> TASKS FOR THIS EXERCISE:
(a) Answer these three questions from the article on heavy water research, one answer per line and marked the same way:
(i) How large is the grant the three researchers received from the National Science Foundation?
(ii) What percentage of all nuclear reactors in the world are light water reactors?
(iii) About what percentage of the radioactive isotope does natural uranium contain?
(b) Pick up the article on heavy water research after its last sentence and carry it forward.
━━━ EXERCISE TEXT ━━━
Research underway in a UH Cullen College of Engineering laboratory to make “heavy water” less expensively could soon make nuclear energy safer, eliminating real-life disasters like those that have occurred at the Fukushima and Chernobyl nuclear power plants.
It may seem impossible, but Stanko Brankovic, associate professor of electrical and computer engineering, Lars Grabow, assistant professor of chemical and biomolecular engineering and Ognjen Miljanic, associate professor of chemistry, have received a $400,000 grant from the National Science Foundation to make the impossible come true.
Their mission is to find a way to make heavy water, the coolant used in wet nuclear reactors, as accessible as, well, water.
Reactor safety: wet vs. dry
When it comes to nuclear energy and safety, it all boils down to the type of nuclear reactor that’s powering the plant. In the cases of Fukushima, Chernobyl and 66 percent of all nuclear reactors in the world, the reactors are classified as light water, or dry reactors. They use weapons-grade enriched uranium or plutonium as fuel, and their primary coolant is water. They are hard to control and can go supercritical, which means the nuclear chain reaction cannot be stopped and the reactor core can melt down.
On the other hand, no nuclear spills or emissions involving heavy water reactors, also known as wet reactors, have ever occurred. Heavy water nuclear reactors use either mildly-enriched uranium, which contains about 4 percent of the radioactive isotope, or natural uranium, which only has about 0.7 percent.
“The nuclear fuel used in a wet reactor cannot be used for a nuclear bomb, so proliferation of this technology to the world is a safe way of securing affordable energy for everybody,” said Brankovic. “Wet reactors cannot go supercritical, and their operation and control involves less risk for nuclear pollutant emission.”
The heavy water used as coolant in wet reactors is made with a heavy isotope of hydrogen; this kind of water is literally heavier than the H20 that runs out of our water faucets.
━━━ SUPPLIED INFORMATION ━━━
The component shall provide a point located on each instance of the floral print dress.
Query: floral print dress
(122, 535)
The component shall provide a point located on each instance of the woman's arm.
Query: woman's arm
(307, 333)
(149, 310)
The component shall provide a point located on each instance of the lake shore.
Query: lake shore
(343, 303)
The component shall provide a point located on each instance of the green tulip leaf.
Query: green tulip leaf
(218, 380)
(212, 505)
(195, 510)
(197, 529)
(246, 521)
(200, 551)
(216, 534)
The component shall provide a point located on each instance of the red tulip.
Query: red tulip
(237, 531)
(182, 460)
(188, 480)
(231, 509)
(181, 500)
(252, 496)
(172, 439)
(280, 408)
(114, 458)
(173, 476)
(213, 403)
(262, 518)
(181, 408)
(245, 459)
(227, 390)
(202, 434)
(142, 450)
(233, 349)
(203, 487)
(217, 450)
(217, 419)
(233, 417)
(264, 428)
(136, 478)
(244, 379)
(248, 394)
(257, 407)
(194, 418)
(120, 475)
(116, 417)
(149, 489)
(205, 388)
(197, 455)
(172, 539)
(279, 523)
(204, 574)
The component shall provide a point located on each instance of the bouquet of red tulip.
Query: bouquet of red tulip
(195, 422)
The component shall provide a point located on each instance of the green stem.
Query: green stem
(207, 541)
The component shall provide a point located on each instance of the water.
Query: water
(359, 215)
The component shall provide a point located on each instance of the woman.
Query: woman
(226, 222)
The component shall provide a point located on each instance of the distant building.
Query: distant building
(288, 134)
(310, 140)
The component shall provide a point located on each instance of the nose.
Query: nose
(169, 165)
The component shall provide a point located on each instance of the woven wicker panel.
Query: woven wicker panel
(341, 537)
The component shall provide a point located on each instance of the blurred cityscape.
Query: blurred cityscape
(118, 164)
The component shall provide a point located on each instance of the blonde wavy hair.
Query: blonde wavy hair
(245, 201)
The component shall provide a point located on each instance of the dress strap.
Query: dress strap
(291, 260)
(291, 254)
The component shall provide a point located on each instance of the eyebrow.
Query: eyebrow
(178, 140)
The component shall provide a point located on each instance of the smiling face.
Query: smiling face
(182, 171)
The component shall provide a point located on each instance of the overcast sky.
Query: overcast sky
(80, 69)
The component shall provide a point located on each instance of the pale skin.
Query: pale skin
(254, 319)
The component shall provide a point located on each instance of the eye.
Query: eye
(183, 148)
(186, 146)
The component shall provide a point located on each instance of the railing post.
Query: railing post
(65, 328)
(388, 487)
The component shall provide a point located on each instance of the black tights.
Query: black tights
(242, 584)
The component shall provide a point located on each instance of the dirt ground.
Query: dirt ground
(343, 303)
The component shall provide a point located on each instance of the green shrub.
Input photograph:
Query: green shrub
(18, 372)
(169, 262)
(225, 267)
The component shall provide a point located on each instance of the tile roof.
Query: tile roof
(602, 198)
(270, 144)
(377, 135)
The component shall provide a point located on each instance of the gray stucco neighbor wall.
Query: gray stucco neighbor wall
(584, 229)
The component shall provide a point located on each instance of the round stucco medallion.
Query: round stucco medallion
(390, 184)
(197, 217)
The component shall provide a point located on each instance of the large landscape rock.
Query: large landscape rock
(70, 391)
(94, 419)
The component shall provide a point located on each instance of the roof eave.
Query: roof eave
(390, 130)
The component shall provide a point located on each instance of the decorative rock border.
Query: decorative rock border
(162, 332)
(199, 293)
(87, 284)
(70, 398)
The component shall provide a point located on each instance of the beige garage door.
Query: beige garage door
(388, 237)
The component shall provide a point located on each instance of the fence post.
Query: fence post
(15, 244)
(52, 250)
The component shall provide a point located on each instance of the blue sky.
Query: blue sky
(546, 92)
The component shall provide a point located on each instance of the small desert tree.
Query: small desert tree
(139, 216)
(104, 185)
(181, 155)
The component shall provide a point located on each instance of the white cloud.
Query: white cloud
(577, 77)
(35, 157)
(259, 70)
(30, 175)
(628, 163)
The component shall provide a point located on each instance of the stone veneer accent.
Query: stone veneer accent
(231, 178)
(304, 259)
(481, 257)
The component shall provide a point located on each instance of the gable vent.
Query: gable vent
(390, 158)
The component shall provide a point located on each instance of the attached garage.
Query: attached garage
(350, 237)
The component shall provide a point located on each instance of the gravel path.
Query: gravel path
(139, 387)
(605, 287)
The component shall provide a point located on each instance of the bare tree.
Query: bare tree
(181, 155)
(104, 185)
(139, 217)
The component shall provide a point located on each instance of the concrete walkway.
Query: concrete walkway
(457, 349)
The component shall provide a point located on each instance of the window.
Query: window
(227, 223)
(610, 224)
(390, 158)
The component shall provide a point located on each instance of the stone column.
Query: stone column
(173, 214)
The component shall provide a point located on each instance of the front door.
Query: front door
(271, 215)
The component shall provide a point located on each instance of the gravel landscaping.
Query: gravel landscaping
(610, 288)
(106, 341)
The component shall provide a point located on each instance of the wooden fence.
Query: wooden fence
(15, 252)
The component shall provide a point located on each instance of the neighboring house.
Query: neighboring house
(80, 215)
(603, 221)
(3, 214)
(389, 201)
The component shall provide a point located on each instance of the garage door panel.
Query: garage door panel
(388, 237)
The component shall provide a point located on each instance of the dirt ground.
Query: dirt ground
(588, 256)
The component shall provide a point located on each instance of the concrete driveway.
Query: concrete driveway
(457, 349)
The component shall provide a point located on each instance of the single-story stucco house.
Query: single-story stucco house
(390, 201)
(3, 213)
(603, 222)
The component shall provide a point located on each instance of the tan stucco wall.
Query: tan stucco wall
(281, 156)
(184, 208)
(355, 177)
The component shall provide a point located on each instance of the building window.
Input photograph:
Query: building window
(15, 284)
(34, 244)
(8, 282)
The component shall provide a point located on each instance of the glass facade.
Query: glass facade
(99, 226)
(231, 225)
━━━
━━━ SUPPLIED INFORMATION ━━━
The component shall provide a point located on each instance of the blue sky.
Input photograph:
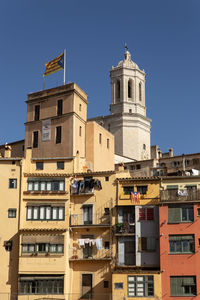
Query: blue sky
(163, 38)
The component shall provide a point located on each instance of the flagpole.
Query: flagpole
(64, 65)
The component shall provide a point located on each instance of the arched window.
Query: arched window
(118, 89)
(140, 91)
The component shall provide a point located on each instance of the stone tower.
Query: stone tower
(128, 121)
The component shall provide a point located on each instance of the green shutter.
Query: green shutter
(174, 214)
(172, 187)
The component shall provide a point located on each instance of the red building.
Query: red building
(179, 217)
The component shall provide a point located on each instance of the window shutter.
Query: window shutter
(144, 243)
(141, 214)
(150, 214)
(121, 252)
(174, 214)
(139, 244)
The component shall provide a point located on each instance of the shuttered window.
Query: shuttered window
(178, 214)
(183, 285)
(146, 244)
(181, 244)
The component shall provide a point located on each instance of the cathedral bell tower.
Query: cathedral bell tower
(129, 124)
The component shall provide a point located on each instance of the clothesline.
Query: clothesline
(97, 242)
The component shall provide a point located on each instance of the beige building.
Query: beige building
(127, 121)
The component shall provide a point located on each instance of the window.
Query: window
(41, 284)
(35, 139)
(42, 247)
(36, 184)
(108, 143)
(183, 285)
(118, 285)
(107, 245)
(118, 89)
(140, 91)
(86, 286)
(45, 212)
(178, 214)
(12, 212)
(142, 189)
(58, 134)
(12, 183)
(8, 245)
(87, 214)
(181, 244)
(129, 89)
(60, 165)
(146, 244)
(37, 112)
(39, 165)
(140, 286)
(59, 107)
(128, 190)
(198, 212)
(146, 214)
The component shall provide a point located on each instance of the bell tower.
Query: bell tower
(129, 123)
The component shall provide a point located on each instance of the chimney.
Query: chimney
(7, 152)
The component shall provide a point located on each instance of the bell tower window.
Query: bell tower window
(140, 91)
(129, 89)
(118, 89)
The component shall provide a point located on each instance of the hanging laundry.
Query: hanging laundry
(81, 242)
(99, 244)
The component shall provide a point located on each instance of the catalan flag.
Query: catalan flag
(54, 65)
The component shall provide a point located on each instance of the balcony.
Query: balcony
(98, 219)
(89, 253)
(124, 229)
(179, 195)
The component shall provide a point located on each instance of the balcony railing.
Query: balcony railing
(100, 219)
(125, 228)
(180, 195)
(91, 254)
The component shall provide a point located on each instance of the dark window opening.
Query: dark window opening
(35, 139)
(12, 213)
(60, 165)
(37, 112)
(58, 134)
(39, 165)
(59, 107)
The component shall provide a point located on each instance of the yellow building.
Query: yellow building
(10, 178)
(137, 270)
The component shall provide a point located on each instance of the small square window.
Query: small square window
━━━
> ANSWERS TO THE TASKS:
(a)
(i) $400,000
(ii) 66 percent
(iii) About 0.7 percent

(b)
For every 10,000 molecules of regular water, only one molecule will actually contain an element known as deuterium which, with oxygen, makes a D2O, or deuterium oxide. This is the heavy isotype of hydrogen, or the heavy water so in demand.
With something as rare as D2O, the cost to separate it far surpasses the cost of enriching the nuclear fuel or making plutonium. That’s why the wet reactors are less popular, even though they are much safer.
“Therefore, making the heavy water more affordable will make safe nuclear energy more affordable and more widespread across the United States and world,” said Brankovic.”
Breaking up is hard to do
In life and with water molecules, separation doesn’t come cheaply. “But if we can have a catalyst that is more efficient in separating D2O from regular water, we’re saving energy, which means the price of the heavy water will go down and wet reactors will be more financially beneficial,” said Brankovic.
Brankovic is no stranger to the catalyst design business. In 2001, he was highly cited for his work on creating a catalyst for fuel cells, the kind that ultimately brought us the electric car.
The catalysts Brankovic, Grabow and Miljanic are making are special strained platinum and palladium monolayers that will increase the strength of the adsorbed hydrogen bond, leading to better isotope separation efficiency.
Nuclear safety and world peace?
“Safe nuclear energy is one of the solutions to many of the world’s problems,” said Brankovic. He talks about a world where more wet nuclear reactors are online using the heavy water that he will create so inexpensively. Those reactors will also be using natural uranium.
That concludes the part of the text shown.